• [PROBLEM TO SOLVE]:
Quote the records word for word, starting at the line that contains "Please locate the snow in" and ending at the final line of the records, leaving out the pictures.

• [EXTRACTED ENTRIES]:
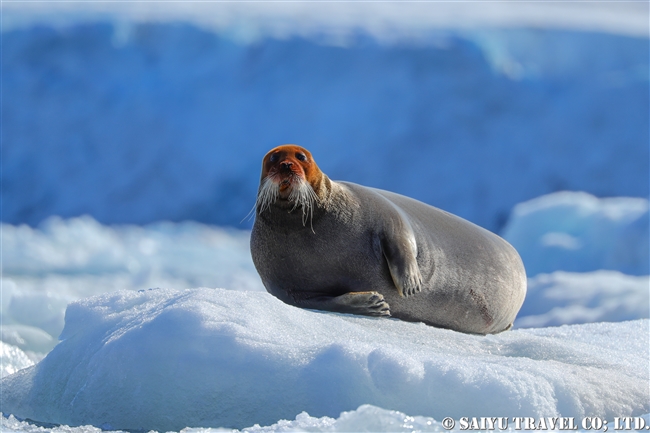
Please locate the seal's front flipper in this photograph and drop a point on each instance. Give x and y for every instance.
(365, 303)
(400, 251)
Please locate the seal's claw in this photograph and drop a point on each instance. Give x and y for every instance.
(366, 303)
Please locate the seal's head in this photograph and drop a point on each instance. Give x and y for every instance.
(290, 178)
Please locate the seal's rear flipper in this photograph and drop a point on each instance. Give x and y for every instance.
(365, 303)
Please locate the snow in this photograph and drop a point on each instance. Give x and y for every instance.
(577, 232)
(136, 121)
(166, 359)
(136, 112)
(601, 296)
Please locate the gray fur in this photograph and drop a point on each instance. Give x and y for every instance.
(373, 252)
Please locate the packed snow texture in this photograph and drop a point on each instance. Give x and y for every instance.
(577, 232)
(64, 260)
(165, 359)
(134, 122)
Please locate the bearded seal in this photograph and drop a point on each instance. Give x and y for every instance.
(342, 247)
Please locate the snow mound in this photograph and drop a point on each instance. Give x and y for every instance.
(12, 359)
(163, 359)
(577, 232)
(567, 298)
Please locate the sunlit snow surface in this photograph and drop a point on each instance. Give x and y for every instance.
(166, 359)
(172, 358)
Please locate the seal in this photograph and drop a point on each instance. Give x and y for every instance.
(342, 247)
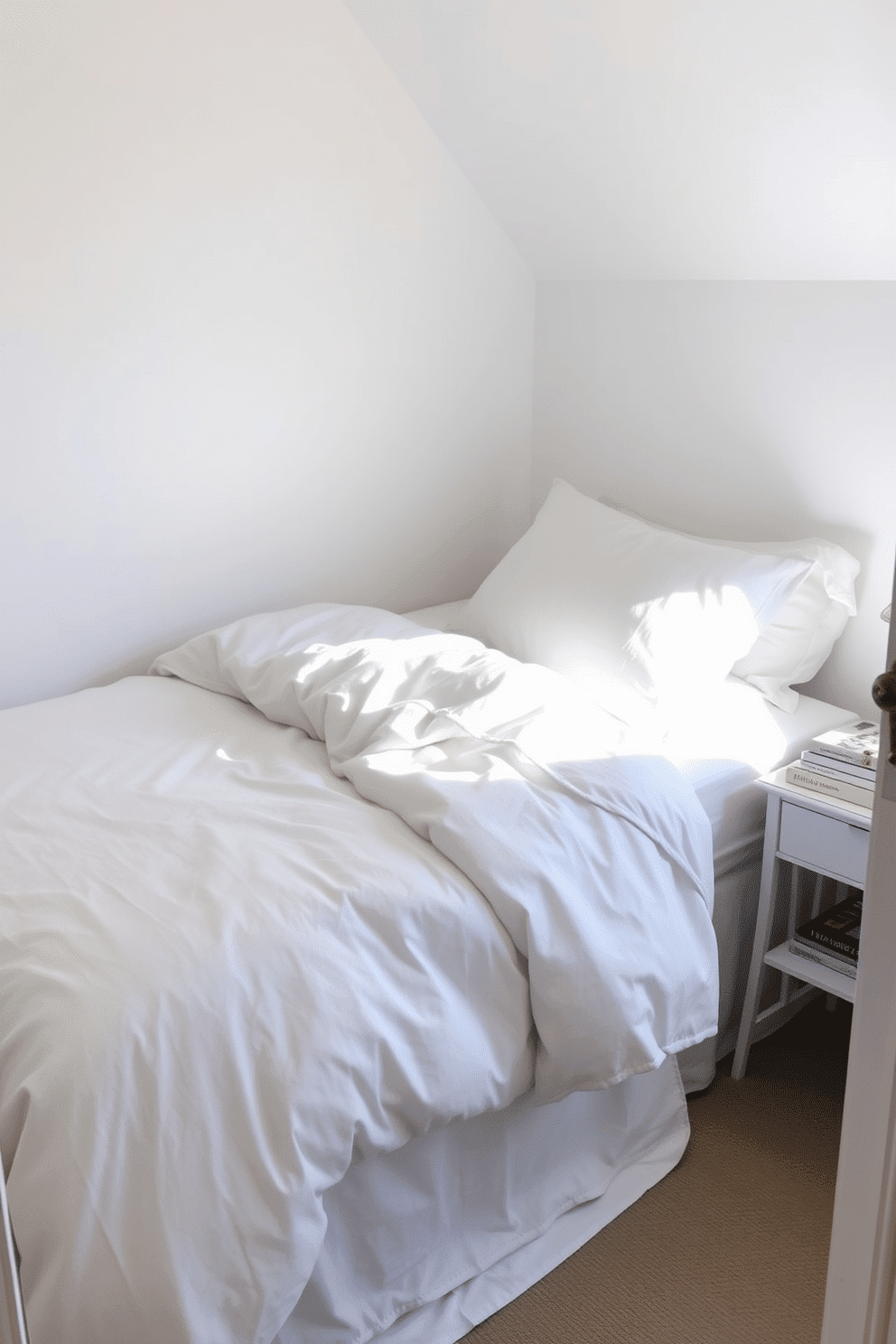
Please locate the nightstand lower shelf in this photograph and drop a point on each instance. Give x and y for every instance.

• [RESULT OF THE EXERCISE]:
Please locate the snow in this photograph and drop a point on each instance. Give x and y for every instance.
(577, 232)
(136, 121)
(166, 359)
(136, 112)
(601, 296)
Please locate the gray fur in this photograph and drop a point on each instance. Give x and y for every instance.
(373, 252)
Please locate the packed snow texture in this photograph and drop a point on each instance. Give x and y for every instance.
(577, 232)
(64, 260)
(165, 359)
(134, 122)
Please locate the bearded seal in this photograph and drop a point on each instance. Give x and y for every instance.
(342, 247)
Please locate the snow mound in this photograph and drop a point on each instance. Give x and y for every instance.
(12, 359)
(163, 359)
(577, 232)
(567, 298)
Please locate the sunlit snow surface in this photograph and drop a point on each instance. Give x and y for every instance.
(166, 359)
(172, 358)
Please locate the seal in this photograph and drop a point on each instance. Give x and y for every instance.
(342, 247)
Please locate the nightstand lower shelf in this photograph and drop a point on each instance. Give x and y for every instance.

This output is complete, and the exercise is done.